• _WHAT YOU SHOULD DO_
Every line in the entries that holds "leaf" should be identified and copied.

• _DATA EXTRACTS_
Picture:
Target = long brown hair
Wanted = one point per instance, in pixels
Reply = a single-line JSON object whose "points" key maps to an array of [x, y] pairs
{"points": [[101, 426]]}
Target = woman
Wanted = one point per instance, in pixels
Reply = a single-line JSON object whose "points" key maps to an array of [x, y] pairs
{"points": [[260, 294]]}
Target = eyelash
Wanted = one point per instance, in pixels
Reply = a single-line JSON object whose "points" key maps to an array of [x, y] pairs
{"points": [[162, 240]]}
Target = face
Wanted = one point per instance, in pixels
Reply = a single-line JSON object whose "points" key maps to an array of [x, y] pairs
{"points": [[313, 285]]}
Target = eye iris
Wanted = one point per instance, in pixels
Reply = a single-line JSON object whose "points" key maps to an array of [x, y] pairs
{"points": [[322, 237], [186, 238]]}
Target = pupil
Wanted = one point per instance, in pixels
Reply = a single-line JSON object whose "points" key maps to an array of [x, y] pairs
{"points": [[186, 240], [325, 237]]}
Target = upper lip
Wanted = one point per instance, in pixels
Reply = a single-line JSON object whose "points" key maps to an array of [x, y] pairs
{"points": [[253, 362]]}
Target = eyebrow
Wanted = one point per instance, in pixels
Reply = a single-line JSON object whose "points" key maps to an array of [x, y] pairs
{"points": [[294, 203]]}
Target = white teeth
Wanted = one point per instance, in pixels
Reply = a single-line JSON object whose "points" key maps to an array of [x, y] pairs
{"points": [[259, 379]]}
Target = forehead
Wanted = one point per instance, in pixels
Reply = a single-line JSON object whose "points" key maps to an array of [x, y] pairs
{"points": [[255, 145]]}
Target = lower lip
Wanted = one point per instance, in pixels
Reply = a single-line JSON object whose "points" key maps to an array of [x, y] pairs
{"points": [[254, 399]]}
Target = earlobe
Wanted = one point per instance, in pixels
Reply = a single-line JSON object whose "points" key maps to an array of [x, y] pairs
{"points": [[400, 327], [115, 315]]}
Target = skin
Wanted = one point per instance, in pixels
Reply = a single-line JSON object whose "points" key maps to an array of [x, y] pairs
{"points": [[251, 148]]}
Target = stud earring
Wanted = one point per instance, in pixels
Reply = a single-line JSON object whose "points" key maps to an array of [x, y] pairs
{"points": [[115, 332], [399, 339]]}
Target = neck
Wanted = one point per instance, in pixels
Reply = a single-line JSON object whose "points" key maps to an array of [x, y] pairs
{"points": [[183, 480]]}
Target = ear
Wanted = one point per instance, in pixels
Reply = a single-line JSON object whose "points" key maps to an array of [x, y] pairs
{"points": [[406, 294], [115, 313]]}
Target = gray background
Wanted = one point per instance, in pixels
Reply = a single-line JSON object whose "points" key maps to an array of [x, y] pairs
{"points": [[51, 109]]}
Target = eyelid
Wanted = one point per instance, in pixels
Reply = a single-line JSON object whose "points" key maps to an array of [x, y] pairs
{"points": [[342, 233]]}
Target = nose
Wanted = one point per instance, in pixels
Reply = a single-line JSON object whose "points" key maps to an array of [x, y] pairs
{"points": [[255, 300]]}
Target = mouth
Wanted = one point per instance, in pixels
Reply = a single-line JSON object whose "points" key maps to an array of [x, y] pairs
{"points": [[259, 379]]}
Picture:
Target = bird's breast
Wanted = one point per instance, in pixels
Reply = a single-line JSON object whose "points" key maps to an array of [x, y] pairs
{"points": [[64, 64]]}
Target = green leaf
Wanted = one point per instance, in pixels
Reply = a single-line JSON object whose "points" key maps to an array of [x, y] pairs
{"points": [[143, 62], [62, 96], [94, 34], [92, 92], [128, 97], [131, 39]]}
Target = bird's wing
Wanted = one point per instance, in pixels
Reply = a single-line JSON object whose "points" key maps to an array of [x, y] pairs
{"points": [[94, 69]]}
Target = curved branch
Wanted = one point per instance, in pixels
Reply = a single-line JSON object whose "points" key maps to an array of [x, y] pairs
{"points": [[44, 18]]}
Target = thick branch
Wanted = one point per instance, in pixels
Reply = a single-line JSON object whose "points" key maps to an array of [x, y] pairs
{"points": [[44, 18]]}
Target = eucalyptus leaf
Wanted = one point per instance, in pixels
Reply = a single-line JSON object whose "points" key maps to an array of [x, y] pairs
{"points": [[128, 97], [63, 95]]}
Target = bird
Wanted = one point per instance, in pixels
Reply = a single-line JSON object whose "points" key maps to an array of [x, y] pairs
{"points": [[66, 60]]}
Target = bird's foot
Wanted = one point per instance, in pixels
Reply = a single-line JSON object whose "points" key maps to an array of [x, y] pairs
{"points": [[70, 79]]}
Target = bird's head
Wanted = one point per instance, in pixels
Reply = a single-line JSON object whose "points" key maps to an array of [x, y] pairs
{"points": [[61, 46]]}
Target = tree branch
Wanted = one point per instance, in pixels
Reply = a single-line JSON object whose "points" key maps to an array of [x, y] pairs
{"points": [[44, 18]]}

• _RESULT OF THE EXERCISE_
Target = green leaf
Target = eucalyptus leaf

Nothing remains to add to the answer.